Request 1
Say whether each statement below agrees with the passage on José Pijoán's History of Art, answering yes or no and quoting the deciding words from the passage. (a) The set consists of 12 parts. (b) Over time the set was moved to more accessible shelves. (c) The room where the set ended up is 3.5 meters high.
Request 2
Answer these questions from the passage on José Pijoán's History of Art.
(a) What does the writer give as the cause of the encyclopedia's decline?
(b) What span of art history did the set cover?
(c) Where does the search sooner or later lead someone who wants to delve deeper?
Request 3
Please pick up the passage on José Pijoán's History of Art and continue it from its last sentence.

Text provided
☆ ☆ ☆ ☆ ☆ ☆ ☆

José Pijoán‘s 12-part encyclopedic set History of Art leads the imaginary ranking of the most useless volumes in my library. With time, this former practical helper providing quick insights into the history of art from ancient Egypt till postmodernism started losing on importance and became less and less useful. As proof, not only its covers were gathering more and more dust, but the set was gradually moved to less accessible shelves until one day it ended up all the way up below the ceiling in a 3.5 meter high room. What caused the end of glory of this formerly vital and widely popular encyclopedia? Quite unsurprisingly, the internet. Similar to other encyclopedic-like works, Pijoán’s books made looking for summary info on paper an excruciatingly lengthy process, while typing a key word in Google is far more practical. The result is obtained faster, the information is more comprehensive and often includes answers to very marginal questions as we learn a lot not only about the Parthenon in Athens and the Florentines masters, but also about the chapel behind our house and a local folk painter.

But what if we would like to delve deeper? What if we are interested in the works of a specific artist, a group or a school or in a specific topic and how it’s reflected on in fine arts? In this case, the search sooner or later takes us to art museum collections and the works housed inside. But how can we access them if only a negligible fraction of works is displayed? What is the usual process to gain access to the repository?

☆ ☆ ☆ ☆ ☆ ☆ ☆

Data rows
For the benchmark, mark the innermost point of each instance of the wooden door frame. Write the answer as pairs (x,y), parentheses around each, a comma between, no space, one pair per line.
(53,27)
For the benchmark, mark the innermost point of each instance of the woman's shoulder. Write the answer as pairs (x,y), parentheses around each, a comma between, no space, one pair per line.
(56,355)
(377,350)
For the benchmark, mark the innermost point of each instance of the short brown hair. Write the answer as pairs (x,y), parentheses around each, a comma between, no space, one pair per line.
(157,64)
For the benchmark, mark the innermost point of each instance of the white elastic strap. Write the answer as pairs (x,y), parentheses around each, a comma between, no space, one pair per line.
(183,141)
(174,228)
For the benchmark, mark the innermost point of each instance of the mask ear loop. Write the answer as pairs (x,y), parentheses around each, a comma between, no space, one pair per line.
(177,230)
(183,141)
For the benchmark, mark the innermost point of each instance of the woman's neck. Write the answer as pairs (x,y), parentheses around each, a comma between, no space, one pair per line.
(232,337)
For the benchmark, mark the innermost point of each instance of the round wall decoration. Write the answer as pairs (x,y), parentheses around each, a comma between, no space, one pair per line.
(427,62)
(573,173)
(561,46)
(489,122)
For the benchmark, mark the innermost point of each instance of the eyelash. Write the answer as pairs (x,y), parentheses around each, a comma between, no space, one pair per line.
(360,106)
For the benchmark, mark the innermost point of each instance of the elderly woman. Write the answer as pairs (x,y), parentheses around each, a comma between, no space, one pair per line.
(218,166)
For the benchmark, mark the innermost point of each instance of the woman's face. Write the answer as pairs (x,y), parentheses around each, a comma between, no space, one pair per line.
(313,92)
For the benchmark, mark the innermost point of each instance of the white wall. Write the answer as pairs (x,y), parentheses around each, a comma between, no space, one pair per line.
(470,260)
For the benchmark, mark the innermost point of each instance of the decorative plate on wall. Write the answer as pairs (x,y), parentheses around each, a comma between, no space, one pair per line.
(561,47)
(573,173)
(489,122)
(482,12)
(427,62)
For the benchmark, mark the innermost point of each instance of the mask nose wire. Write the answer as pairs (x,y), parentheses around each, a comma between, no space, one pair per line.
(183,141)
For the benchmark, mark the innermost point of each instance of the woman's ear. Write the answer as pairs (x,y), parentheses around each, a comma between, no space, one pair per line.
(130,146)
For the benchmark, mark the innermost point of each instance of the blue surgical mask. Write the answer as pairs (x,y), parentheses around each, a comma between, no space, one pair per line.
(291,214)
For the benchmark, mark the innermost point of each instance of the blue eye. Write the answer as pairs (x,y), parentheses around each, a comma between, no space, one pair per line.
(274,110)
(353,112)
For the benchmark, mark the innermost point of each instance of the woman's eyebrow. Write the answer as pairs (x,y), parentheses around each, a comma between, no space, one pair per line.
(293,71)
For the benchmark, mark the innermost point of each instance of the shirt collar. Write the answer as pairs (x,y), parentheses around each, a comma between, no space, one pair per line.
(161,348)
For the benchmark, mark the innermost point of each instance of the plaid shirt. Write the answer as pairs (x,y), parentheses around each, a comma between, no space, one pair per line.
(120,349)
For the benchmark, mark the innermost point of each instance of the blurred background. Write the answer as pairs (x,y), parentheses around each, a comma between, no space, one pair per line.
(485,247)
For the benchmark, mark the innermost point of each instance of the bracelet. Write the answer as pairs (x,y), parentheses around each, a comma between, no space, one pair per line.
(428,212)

☆ ☆ ☆ ☆ ☆ ☆ ☆

Reply 1
(a) Yes: "12-part encyclopedic set"
(b) No: "the set was gradually moved to less accessible shelves"
(c) Yes: "in a 3.5 meter high room"

Reply 2
(a) The internet.
(b) From ancient Egypt till postmodernism.
(c) To art museum collections and the works housed inside.

Reply 3
As in the times of Franz Joseph I, even today we must first write to the museum collection manager to obtain a list of works matching our requirements and if the list includes an item raising our curiosity, we ask for an appointment to access the room where the item is stored. More messages are sent out and forms filled in and after several days or weeks we finally get to see the cultural artifact for real. We’ll be able to look at it and perhaps even take a picture, provided no one is watching. Then we’ll repeat the whole process several times until we reach the conclusion that what the museum has to offer was thoroughly explored. Then we’ll move on to the next institution.
But there could be other ways. No later than at the beginning of the millennium, the Czech scene started seeing growing efforts to digitize fine arts to make it accessible. There were programmes and methodologies helping museums present their collections online, the Registry of Fine Arts Collections administered by CITeM (the Methodological Centre for Information Technologies in Museology) went online, as well as the National Museum’s eSbírky portal or recently the services of the National Gallery Prague and the Moravian Gallery in Brno built on a technology by lab.SNG (the Slovak National Gallery’s digitization center). “A reason for joy,” one would like to say. “A cause of disappointment,” one must write, though. Virtually all these projects (with the honorable exception of the Moravian Gallery) fail at the basics – the number of works published. The National Gallery which, according to the Central Registry of Collections, houses 398,444 items, makes 2,670 of them available online – less than 1% of the total. The National Museum’s collections include almost two million cultural-historical and other artifacts but roughly 60,000 (approx. 3%) of them are available online, regional or municipal galleries usually don’t publish digitized reproductions of their works at all or only in small or negligible fragments.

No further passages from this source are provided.